:: What you will do ::
Put every line of the items below into a Markdown table with the columns Row and Line, numbering the rows and skipping blank lines. Leave the pictures out.

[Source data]
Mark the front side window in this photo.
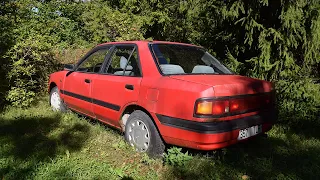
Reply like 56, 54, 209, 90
104, 45, 141, 76
151, 44, 232, 75
76, 47, 110, 73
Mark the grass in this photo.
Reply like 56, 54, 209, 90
0, 99, 320, 179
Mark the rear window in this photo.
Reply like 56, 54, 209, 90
151, 44, 232, 75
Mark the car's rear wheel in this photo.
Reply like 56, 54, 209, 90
125, 110, 165, 157
50, 87, 67, 112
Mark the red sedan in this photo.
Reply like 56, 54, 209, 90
49, 41, 277, 156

:: Answer below ::
| Row | Line |
|---|---|
| 1 | Mark the front side window in this photo. |
| 2 | Reply like 56, 54, 209, 90 |
| 3 | 104, 45, 141, 76 |
| 4 | 151, 44, 232, 75 |
| 5 | 76, 47, 110, 73 |
| 6 | Mark the grass in this photo. |
| 7 | Reply like 56, 54, 209, 90 |
| 8 | 0, 99, 320, 179 |
| 9 | Mark the rear window in this photo. |
| 10 | Reply like 56, 54, 209, 90 |
| 11 | 151, 44, 232, 75 |
| 12 | Mark the car's rear wheel in this photo. |
| 13 | Reply like 56, 54, 209, 90 |
| 14 | 125, 110, 165, 157 |
| 15 | 50, 87, 67, 112 |
| 16 | Mark the red sedan in this photo. |
| 17 | Reply like 56, 54, 209, 90 |
| 18 | 49, 41, 277, 156 |